- _Problem to work on_: Each entry below is to be extracted exactly.
-- Start Data for the task --
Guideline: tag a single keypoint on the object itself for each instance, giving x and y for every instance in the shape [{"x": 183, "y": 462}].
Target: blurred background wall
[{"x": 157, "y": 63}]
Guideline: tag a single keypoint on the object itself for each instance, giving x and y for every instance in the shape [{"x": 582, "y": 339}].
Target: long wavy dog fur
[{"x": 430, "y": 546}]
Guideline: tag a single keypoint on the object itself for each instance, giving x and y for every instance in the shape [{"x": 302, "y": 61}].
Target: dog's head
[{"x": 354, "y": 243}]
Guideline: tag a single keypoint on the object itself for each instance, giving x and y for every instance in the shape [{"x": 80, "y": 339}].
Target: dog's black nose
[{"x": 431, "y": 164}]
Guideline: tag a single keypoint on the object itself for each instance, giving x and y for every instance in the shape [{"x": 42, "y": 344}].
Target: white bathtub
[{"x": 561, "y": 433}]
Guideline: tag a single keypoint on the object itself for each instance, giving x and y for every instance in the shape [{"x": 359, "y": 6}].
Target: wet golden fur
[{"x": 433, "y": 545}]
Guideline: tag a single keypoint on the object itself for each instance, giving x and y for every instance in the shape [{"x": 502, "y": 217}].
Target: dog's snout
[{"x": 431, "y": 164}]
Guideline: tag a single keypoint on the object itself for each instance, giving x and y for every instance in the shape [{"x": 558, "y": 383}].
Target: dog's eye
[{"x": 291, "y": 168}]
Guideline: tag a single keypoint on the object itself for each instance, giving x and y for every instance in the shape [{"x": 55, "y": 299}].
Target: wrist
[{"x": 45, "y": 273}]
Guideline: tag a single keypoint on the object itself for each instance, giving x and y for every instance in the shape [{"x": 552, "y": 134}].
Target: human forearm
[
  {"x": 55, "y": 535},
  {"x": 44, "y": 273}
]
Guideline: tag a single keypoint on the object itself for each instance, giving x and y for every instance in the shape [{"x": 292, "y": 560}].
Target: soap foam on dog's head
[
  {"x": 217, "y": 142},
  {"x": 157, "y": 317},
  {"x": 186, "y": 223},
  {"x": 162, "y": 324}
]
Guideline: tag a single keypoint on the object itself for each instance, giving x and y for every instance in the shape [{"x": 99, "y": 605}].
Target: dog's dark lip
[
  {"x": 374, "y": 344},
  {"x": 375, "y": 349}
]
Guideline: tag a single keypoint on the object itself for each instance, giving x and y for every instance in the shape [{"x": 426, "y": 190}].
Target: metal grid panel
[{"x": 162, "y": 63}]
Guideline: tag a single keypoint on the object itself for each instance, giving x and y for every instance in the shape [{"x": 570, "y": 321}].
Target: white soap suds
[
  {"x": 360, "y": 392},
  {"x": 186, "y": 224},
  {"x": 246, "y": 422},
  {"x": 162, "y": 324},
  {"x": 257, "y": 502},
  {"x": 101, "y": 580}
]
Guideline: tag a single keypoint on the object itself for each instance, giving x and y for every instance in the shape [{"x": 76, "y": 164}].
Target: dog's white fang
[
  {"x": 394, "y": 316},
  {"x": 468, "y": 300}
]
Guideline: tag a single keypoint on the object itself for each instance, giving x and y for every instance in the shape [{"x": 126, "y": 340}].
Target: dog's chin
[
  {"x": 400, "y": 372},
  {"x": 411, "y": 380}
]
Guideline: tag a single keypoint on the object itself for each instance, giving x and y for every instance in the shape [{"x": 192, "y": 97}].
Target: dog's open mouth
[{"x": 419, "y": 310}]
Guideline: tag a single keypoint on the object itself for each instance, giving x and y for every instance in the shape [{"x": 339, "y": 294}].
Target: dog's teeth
-- End Data for the task --
- _Written solution_:
Guideline: tag a single keypoint on the object itself for each instance, giving x and y for every instance in the shape [{"x": 183, "y": 462}].
Target: blurred background wall
[{"x": 157, "y": 63}]
Guideline: tag a single keypoint on the object itself for each instance, giving x and y for every instance in the shape [{"x": 582, "y": 339}].
Target: long wavy dog fur
[{"x": 430, "y": 546}]
Guideline: tag a single keypoint on the object itself for each instance, giving x and y for every instance in the shape [{"x": 302, "y": 61}].
Target: dog's head
[{"x": 354, "y": 243}]
Guideline: tag a single keypoint on the object itself for each instance, giving x and y for every instance in the shape [{"x": 80, "y": 339}].
Target: dog's black nose
[{"x": 431, "y": 164}]
Guideline: tag a single keypoint on the object itself for each instance, giving x and y for every instance in the shape [{"x": 42, "y": 344}].
Target: white bathtub
[{"x": 561, "y": 433}]
Guideline: tag a single keypoint on the object itself for each instance, giving x and y for every instance in the shape [{"x": 359, "y": 6}].
Target: wet golden fur
[{"x": 433, "y": 545}]
Guideline: tag a single keypoint on the object itself for each instance, giving x and y for every instance in the shape [{"x": 502, "y": 217}].
Target: dog's snout
[{"x": 431, "y": 164}]
Guideline: tag a single keypoint on the object itself for each instance, giving x and y for every instance in the shape [{"x": 558, "y": 383}].
Target: dog's eye
[{"x": 291, "y": 168}]
Guideline: tag a single keypoint on the object itself for each instance, giving x and y for every instance in the shape [{"x": 55, "y": 299}].
Target: wrist
[{"x": 45, "y": 273}]
Guideline: tag a single keypoint on the object itself for each instance, giving x and y for every instance in the shape [{"x": 552, "y": 134}].
Target: human forearm
[
  {"x": 55, "y": 535},
  {"x": 44, "y": 273}
]
Guideline: tag a single keypoint on the object itself for each instance, giving x and y for every instance in the shape [{"x": 292, "y": 560}].
Target: soap foam on dog's head
[
  {"x": 217, "y": 142},
  {"x": 157, "y": 317},
  {"x": 186, "y": 223},
  {"x": 162, "y": 324}
]
Guideline: tag a single keypoint on the object itself for each instance, giving x and y for every instance in the shape [{"x": 99, "y": 605}].
Target: dog's dark lip
[
  {"x": 374, "y": 344},
  {"x": 375, "y": 349}
]
Guideline: tag a single keypoint on the object itself for each instance, giving x and y for every instance in the shape [{"x": 426, "y": 190}].
Target: metal grid panel
[{"x": 162, "y": 63}]
Guideline: tag a single keypoint on the object itself for each instance, giving x and y for every instance in the shape [{"x": 570, "y": 321}].
Target: white soap suds
[
  {"x": 360, "y": 392},
  {"x": 186, "y": 224},
  {"x": 246, "y": 422},
  {"x": 162, "y": 324},
  {"x": 257, "y": 502},
  {"x": 101, "y": 580}
]
Guideline: tag a single keypoint on the object itself for each instance, giving x and y for every instance in the shape [{"x": 76, "y": 164}].
Target: dog's white fang
[
  {"x": 394, "y": 316},
  {"x": 468, "y": 300}
]
Guideline: tag a single keypoint on the object itself for each instance, giving x and y for every instance in the shape [{"x": 126, "y": 340}].
Target: dog's chin
[
  {"x": 400, "y": 372},
  {"x": 411, "y": 380}
]
Guideline: tag a single keypoint on the object itself for each instance, giving x and y for every instance in the shape [{"x": 192, "y": 97}].
Target: dog's open mouth
[{"x": 419, "y": 310}]
Guideline: tag a single keypoint on the object itself for each instance, giving x and y for every instance in the shape [{"x": 339, "y": 294}].
Target: dog's teeth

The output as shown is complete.